# PROBLEM TO SOLVE
Report each line of the material below that contains the string "reflection". Treat uppercase and lowercase as different.

--- GIVEN RECORDS ---

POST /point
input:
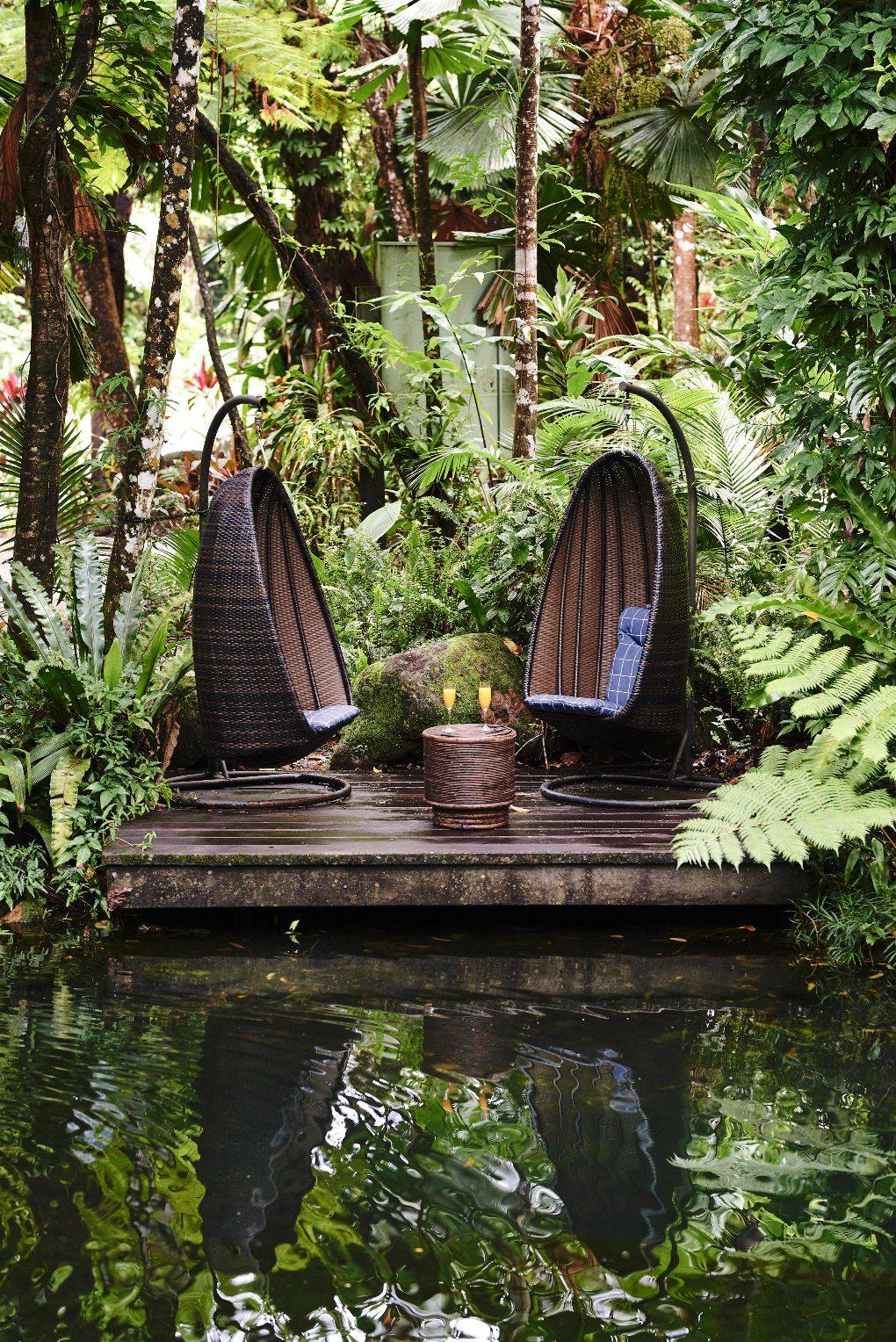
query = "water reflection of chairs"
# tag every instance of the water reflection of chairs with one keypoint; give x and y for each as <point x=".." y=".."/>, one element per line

---
--- GIVEN RECORDS ---

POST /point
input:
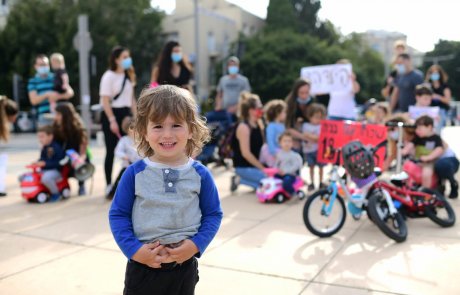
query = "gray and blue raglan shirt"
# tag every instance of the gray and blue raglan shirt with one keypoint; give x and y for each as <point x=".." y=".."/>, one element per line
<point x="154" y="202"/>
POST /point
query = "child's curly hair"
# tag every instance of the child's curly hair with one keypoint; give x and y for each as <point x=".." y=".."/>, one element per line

---

# SOLUTION FOR THIS TASK
query = "water reflection of chairs"
# tag every instance of the water reflection of chairs with one keypoint; give x and y for each as <point x=".." y=".."/>, one element per line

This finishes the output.